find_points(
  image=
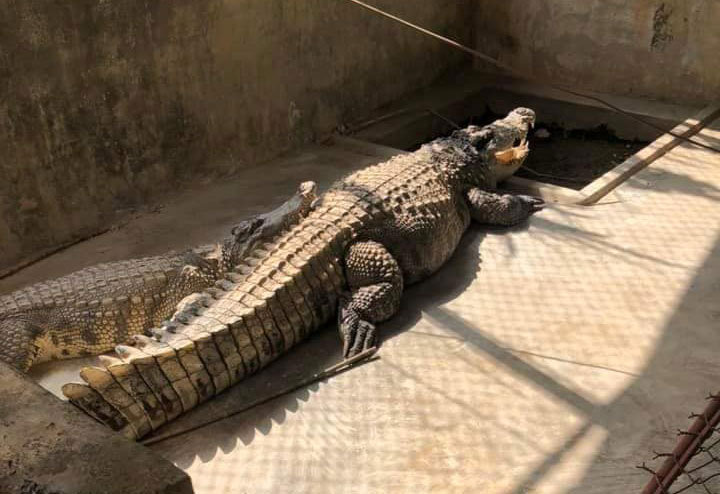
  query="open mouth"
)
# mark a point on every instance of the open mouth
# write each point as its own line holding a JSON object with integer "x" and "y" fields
{"x": 518, "y": 151}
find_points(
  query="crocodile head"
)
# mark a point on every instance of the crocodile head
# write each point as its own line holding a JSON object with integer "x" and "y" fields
{"x": 502, "y": 144}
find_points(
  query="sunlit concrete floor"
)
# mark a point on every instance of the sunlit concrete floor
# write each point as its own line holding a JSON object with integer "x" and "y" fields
{"x": 551, "y": 358}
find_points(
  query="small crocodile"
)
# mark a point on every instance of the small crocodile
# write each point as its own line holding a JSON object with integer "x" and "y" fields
{"x": 373, "y": 233}
{"x": 91, "y": 311}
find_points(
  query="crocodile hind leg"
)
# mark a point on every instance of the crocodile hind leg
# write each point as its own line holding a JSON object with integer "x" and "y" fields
{"x": 376, "y": 285}
{"x": 501, "y": 209}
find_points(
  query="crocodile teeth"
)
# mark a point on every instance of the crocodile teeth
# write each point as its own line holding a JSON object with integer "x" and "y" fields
{"x": 126, "y": 352}
{"x": 108, "y": 360}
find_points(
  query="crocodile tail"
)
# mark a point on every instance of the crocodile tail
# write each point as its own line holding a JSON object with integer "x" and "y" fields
{"x": 17, "y": 342}
{"x": 282, "y": 292}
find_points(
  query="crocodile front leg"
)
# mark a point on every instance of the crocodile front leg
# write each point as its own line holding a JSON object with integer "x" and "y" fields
{"x": 501, "y": 209}
{"x": 376, "y": 285}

*TASK INSTRUCTIONS:* Among the lines above, return each one holding the string "concrete".

*REPLY:*
  query="sunlit concrete floor"
# mark a point on every instance of the sunlit concrete floor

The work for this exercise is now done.